**Document excerpt**

↓

Combating Trafficking in Persons: Cases from the Field
Photo: Women being reintegrated into society after being victimized by soldiers.
Combating human trafficking includes prevention, protection, and prosecution and depends upon a wide range of actors and approaches. USAID plays a key role in the U.S. Government's effort to combat trafficking in persons worldwide. These case studies and success stories illustrate the many facets of human trafficking and the range of approaches being used by USAID to combat it.

Trafficking in persons is an egregious violation of human rights that reduces human beings to the status of commodities to be bought and sold.

Today, what drives the trade in persons is demand for prostitutes and cheap laborers in developed and developing countries, and the profitability and relatively low risk to traffickers.

The Department of State estimates that 800,000 women, children and men are trafficked across national borders each year, mostly for sexual exploitation and forced labor. The number of individuals who are trafficked within their own countries would add significantly to these figures.

The U.S. Government has been at the forefront of efforts to stop trafficking in persons throughout the world. Since 2001, the United States has provided about $528 million in anti-trafficking assistance overseas. USAID has been a major part of this effort, providing $123.1 million in assistance to more than 70 countries since 2001.

Many of the factors that make individuals vulnerable to trafficking are development problems including poverty, economic deterioration, conflict, population displacement, post-conflict political transition, lack of female educational and economic opportunity, discrimination and the low value placed on women and children. The factors that make states vulnerable to traffickers include corruption, weak legal systems and lack of expertise among government officials.

We must show new energy in fighting back an old evil.

↑

**Material**
↓

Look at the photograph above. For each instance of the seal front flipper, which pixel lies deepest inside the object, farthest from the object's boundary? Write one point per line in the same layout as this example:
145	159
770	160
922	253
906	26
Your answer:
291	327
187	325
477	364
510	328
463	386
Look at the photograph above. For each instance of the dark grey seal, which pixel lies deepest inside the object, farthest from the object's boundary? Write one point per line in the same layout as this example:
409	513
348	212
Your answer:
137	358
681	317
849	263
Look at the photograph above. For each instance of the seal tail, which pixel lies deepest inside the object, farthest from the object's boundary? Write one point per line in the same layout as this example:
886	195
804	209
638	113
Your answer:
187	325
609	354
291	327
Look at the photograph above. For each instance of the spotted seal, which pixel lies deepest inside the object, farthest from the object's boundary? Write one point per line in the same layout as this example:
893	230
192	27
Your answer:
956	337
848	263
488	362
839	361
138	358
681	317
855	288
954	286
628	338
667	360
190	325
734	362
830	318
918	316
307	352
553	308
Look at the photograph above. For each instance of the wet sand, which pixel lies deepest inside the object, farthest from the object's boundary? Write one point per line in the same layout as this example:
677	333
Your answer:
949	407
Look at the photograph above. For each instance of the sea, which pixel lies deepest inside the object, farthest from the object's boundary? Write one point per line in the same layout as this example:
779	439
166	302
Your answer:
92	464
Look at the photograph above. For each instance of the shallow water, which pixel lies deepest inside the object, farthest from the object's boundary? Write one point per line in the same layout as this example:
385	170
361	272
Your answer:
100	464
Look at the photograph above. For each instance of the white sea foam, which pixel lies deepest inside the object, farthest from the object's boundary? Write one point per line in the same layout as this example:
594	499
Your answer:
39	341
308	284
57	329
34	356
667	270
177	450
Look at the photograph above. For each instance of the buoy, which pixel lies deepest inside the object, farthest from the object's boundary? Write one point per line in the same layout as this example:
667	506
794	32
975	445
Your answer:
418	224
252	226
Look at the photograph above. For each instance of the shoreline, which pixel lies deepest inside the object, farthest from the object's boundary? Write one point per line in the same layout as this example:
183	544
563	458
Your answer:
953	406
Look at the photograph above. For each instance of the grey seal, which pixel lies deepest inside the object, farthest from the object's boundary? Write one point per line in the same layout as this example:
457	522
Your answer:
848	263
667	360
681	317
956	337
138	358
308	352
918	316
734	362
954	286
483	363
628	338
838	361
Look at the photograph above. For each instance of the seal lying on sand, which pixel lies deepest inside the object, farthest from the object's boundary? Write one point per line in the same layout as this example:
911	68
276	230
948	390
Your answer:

↑

**Exercises to complete**
- A) Summarize the text on combating human trafficking in two sentences.
- B) Reproduce the part of the text on combating human trafficking that begins at the words "Combating Trafficking in" and stops after "to combat it.".

**Written responses**
- A) Trafficking in persons reduces human beings to commodities and is driven by demand for prostitutes and cheap laborers, as well as by its profitability and low risk to traffickers; the Department of State estimates that 800,000 people are trafficked across national borders each year. USAID is a major part of the U.S. Government's anti-trafficking effort and has provided $123.1 million in assistance to more than 70 countries since 2001, while many factors that make people vulnerable to trafficking, such as poverty and conflict, are development problems.

- B)
Combating Trafficking in Persons: Cases from the Field
Photo: Women being reintegrated into society after being victimized by soldiers.
Combating human trafficking includes prevention, protection, and prosecution and depends upon a wide range of actors and approaches. USAID plays a key role in the U.S. Government's effort to combat trafficking in persons worldwide. These case studies and success stories illustrate the many facets of human trafficking and the range of approaches being used by USAID to combat it.